▶

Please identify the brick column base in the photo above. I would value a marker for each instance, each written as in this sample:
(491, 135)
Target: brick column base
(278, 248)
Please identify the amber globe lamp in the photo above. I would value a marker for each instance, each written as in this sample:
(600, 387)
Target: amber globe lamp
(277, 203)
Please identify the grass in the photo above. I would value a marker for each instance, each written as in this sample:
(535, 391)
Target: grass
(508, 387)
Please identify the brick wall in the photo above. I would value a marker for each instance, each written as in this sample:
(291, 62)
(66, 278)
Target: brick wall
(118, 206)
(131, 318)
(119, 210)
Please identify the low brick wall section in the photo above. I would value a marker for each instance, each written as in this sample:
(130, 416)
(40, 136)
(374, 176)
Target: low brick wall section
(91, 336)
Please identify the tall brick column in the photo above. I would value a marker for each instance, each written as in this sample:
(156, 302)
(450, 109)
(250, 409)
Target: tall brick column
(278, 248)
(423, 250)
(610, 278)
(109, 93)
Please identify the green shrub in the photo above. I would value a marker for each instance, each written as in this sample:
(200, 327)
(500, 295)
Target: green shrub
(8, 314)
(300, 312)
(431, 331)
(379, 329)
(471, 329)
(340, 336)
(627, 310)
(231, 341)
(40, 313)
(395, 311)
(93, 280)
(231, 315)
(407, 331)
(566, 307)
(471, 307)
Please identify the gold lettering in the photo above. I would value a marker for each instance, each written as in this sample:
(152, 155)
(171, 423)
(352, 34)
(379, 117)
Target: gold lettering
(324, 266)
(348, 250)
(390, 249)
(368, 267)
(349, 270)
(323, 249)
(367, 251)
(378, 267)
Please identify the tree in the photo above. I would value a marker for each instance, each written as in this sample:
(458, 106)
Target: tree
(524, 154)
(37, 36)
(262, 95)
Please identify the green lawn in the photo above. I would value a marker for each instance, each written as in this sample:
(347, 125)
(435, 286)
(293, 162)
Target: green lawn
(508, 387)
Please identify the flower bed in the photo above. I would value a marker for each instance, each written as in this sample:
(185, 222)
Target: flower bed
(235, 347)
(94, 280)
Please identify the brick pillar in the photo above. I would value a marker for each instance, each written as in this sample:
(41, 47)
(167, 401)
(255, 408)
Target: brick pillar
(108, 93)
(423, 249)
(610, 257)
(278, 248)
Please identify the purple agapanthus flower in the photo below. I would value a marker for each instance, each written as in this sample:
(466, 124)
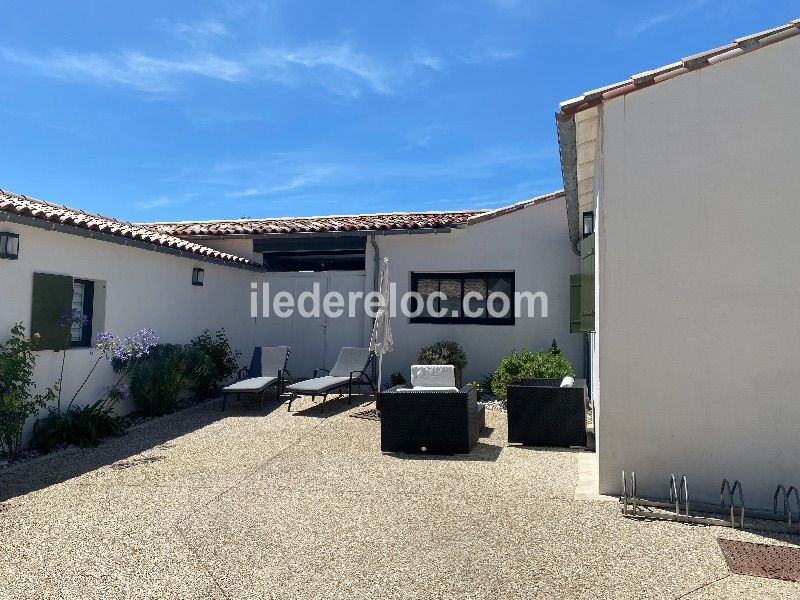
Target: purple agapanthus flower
(131, 347)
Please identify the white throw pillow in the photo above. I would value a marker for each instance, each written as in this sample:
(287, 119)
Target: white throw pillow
(433, 375)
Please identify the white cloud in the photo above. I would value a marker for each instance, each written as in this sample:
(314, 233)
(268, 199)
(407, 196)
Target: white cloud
(652, 21)
(339, 68)
(426, 59)
(129, 69)
(159, 202)
(486, 56)
(206, 28)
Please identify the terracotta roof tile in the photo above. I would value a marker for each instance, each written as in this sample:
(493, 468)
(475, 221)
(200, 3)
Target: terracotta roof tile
(698, 61)
(376, 222)
(64, 215)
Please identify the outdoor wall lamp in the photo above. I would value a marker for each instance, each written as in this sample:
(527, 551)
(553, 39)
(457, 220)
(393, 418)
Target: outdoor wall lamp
(9, 245)
(588, 223)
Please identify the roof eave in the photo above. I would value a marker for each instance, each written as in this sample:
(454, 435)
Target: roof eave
(12, 217)
(568, 154)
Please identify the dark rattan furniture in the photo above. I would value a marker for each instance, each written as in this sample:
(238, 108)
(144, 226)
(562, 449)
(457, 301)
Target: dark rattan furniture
(430, 422)
(540, 413)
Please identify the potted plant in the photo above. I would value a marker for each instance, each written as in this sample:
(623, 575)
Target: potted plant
(446, 352)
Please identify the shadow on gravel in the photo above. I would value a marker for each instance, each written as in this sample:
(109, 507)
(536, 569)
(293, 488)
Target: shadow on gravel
(482, 452)
(331, 407)
(121, 453)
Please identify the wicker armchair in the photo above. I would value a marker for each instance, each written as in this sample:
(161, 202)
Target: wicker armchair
(430, 422)
(540, 413)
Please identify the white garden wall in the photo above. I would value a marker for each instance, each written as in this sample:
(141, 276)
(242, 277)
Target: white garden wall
(533, 242)
(697, 262)
(142, 288)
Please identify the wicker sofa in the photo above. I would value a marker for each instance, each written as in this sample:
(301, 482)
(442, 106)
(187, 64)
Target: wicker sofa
(540, 413)
(429, 421)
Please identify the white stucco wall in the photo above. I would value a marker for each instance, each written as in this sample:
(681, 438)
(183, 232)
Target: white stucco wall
(532, 242)
(698, 337)
(142, 289)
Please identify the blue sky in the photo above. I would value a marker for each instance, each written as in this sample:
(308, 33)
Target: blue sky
(151, 111)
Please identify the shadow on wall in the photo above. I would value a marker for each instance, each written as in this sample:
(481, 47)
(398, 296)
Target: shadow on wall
(119, 453)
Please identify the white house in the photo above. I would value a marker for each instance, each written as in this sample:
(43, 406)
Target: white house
(689, 173)
(523, 245)
(126, 277)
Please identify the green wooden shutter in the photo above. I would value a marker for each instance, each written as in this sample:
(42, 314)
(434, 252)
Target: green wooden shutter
(575, 303)
(587, 283)
(52, 298)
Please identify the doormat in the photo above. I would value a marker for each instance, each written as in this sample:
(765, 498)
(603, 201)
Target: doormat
(370, 415)
(761, 560)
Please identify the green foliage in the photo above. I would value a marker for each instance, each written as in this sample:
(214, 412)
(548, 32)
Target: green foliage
(523, 365)
(478, 388)
(82, 426)
(218, 362)
(486, 381)
(17, 401)
(159, 379)
(446, 352)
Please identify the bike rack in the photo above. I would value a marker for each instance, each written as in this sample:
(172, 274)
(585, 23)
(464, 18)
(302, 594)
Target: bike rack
(731, 500)
(726, 487)
(787, 509)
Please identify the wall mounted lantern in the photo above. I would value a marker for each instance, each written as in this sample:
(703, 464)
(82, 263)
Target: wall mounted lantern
(588, 223)
(9, 245)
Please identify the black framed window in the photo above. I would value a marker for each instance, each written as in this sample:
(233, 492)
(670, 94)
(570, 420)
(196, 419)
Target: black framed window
(466, 298)
(83, 303)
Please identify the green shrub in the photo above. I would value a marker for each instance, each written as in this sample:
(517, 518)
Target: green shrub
(163, 376)
(221, 364)
(17, 400)
(82, 426)
(523, 365)
(446, 352)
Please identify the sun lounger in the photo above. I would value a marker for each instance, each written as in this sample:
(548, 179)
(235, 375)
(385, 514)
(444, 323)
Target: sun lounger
(350, 369)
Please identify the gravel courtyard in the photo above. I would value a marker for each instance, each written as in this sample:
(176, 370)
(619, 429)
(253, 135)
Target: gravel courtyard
(268, 504)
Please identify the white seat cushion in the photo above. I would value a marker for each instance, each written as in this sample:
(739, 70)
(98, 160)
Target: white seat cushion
(436, 376)
(318, 385)
(254, 385)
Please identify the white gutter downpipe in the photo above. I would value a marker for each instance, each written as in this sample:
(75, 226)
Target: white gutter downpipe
(376, 257)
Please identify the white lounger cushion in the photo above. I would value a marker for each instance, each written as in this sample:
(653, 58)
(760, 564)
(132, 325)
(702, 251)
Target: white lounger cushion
(436, 376)
(317, 385)
(254, 385)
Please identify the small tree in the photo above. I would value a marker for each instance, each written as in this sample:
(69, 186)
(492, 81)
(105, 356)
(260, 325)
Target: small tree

◀

▶ **Problem description**
From the entries above, show each line that includes the string "small".

▶ **Solution to this task**
Please identify the small tree in the photo above. I would value a marker for each instance, each written as in this sample:
Target: small tree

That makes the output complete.